## TASK MATERIAL
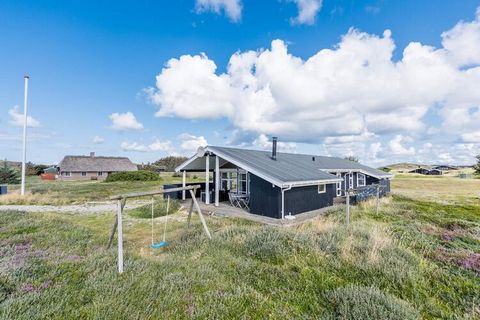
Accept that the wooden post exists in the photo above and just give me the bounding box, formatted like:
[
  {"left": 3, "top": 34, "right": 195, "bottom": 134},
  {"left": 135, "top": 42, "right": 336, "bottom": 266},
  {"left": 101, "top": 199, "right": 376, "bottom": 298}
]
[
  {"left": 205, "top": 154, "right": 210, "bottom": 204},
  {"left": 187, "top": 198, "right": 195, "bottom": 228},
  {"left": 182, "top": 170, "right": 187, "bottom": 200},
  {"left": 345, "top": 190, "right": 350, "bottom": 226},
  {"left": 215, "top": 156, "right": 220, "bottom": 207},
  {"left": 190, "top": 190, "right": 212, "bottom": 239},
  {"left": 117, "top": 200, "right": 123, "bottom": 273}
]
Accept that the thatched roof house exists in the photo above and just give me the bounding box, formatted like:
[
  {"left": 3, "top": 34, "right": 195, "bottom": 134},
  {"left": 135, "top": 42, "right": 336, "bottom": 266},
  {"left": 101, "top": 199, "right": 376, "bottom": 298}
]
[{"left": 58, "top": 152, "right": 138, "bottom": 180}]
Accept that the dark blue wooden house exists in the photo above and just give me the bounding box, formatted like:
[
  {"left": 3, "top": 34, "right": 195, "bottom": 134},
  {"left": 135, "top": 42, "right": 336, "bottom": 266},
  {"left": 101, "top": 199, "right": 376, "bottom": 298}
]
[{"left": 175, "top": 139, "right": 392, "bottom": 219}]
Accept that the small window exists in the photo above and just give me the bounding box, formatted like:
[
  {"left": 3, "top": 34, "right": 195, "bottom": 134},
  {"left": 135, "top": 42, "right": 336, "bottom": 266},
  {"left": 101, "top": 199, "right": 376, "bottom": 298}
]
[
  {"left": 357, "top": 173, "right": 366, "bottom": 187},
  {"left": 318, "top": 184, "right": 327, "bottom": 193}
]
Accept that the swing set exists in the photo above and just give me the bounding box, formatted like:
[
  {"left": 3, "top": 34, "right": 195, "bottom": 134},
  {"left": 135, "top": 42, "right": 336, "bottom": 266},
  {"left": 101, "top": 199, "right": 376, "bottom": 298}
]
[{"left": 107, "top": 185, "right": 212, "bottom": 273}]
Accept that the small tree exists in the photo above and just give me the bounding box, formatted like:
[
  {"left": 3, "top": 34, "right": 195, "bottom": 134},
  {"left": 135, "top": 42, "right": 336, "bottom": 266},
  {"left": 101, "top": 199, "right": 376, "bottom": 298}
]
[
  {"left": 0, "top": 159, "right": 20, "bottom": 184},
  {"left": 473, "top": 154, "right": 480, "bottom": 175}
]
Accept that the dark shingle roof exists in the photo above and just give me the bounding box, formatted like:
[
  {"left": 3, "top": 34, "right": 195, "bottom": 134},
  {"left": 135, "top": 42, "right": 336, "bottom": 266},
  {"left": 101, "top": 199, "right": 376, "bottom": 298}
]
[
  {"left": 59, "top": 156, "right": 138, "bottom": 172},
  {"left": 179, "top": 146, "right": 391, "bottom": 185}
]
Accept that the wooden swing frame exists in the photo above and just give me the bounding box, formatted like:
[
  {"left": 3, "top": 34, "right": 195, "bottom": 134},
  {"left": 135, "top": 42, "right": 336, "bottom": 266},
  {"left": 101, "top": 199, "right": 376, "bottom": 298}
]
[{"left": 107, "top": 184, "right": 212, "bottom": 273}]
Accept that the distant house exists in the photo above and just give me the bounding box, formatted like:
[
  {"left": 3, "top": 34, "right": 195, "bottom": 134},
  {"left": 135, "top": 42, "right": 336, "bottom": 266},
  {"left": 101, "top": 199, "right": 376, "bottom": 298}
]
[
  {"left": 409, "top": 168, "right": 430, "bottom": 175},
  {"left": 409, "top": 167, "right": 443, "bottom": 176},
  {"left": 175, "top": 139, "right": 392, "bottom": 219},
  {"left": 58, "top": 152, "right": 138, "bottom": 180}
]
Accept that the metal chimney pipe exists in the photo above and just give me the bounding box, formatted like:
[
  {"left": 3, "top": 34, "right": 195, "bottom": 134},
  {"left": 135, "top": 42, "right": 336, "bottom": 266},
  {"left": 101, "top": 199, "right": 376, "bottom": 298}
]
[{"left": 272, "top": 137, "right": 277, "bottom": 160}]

## PROBLEM DESCRIPTION
Reproduce the whole listing above word for word, leaving out the picture.

## TASK RESULT
Accept that the wooden post exists in the photo above and just give me the bounding box, formatted like:
[
  {"left": 3, "top": 34, "right": 195, "bottom": 134},
  {"left": 135, "top": 42, "right": 336, "bottom": 266},
  {"left": 101, "top": 199, "right": 376, "bottom": 298}
]
[
  {"left": 205, "top": 154, "right": 210, "bottom": 204},
  {"left": 187, "top": 198, "right": 195, "bottom": 228},
  {"left": 182, "top": 170, "right": 187, "bottom": 200},
  {"left": 345, "top": 190, "right": 350, "bottom": 226},
  {"left": 215, "top": 156, "right": 220, "bottom": 207},
  {"left": 190, "top": 190, "right": 212, "bottom": 239},
  {"left": 117, "top": 200, "right": 123, "bottom": 273}
]
Accept that the thatched roof house exists in the photo above and just give me the bounding box, formatted like:
[
  {"left": 3, "top": 34, "right": 195, "bottom": 134},
  {"left": 135, "top": 42, "right": 336, "bottom": 266},
  {"left": 101, "top": 199, "right": 376, "bottom": 298}
]
[{"left": 58, "top": 152, "right": 138, "bottom": 180}]
Accept that the dark blue wooden house exists in the photo above and just give me the bounding box, formatted like:
[
  {"left": 3, "top": 34, "right": 195, "bottom": 134},
  {"left": 135, "top": 42, "right": 336, "bottom": 266},
  {"left": 101, "top": 199, "right": 376, "bottom": 298}
]
[{"left": 175, "top": 139, "right": 392, "bottom": 219}]
Accept that the small window exists in the photo above and just give me the bounding box, formatted like:
[
  {"left": 3, "top": 34, "right": 195, "bottom": 134},
  {"left": 135, "top": 42, "right": 336, "bottom": 266},
  {"left": 101, "top": 199, "right": 376, "bottom": 298}
]
[
  {"left": 357, "top": 173, "right": 366, "bottom": 187},
  {"left": 318, "top": 184, "right": 327, "bottom": 193}
]
Accept that the swing set exists in the photo above and just give me the bounding box, formatted like:
[
  {"left": 3, "top": 34, "right": 195, "bottom": 134},
  {"left": 135, "top": 42, "right": 336, "bottom": 266},
  {"left": 101, "top": 199, "right": 376, "bottom": 298}
]
[{"left": 107, "top": 185, "right": 212, "bottom": 273}]
Accept that the small tree exists in the photo above and just give me the bounding box, formatted like:
[
  {"left": 3, "top": 34, "right": 195, "bottom": 134},
  {"left": 135, "top": 42, "right": 336, "bottom": 266},
  {"left": 101, "top": 199, "right": 376, "bottom": 298}
]
[
  {"left": 0, "top": 159, "right": 20, "bottom": 184},
  {"left": 473, "top": 154, "right": 480, "bottom": 175}
]
Accept that the dark shingle roof exists in the photo above and just give me the bounding box, formatted like:
[
  {"left": 3, "top": 34, "right": 195, "bottom": 134},
  {"left": 135, "top": 42, "right": 336, "bottom": 266},
  {"left": 101, "top": 199, "right": 376, "bottom": 298}
]
[
  {"left": 59, "top": 156, "right": 138, "bottom": 172},
  {"left": 179, "top": 146, "right": 391, "bottom": 185}
]
Accept that the wooden swing frame exists in the photo above and just give me the bounding box, formatted like:
[
  {"left": 3, "top": 34, "right": 195, "bottom": 134},
  {"left": 135, "top": 42, "right": 336, "bottom": 266},
  {"left": 101, "top": 199, "right": 376, "bottom": 298}
]
[{"left": 107, "top": 184, "right": 212, "bottom": 273}]
Accept that the distant house exists in the photo above and just give me the bounding box, formatted like:
[
  {"left": 3, "top": 34, "right": 195, "bottom": 134},
  {"left": 135, "top": 42, "right": 336, "bottom": 266},
  {"left": 101, "top": 199, "right": 376, "bottom": 298}
]
[
  {"left": 409, "top": 168, "right": 430, "bottom": 175},
  {"left": 409, "top": 167, "right": 443, "bottom": 176},
  {"left": 175, "top": 139, "right": 392, "bottom": 219},
  {"left": 58, "top": 152, "right": 138, "bottom": 180}
]
Accept that the metal chimney pipe exists in the photo above and just give me the bounding box, formatted like:
[
  {"left": 3, "top": 34, "right": 195, "bottom": 134},
  {"left": 135, "top": 42, "right": 336, "bottom": 266},
  {"left": 101, "top": 199, "right": 376, "bottom": 298}
]
[{"left": 272, "top": 137, "right": 277, "bottom": 160}]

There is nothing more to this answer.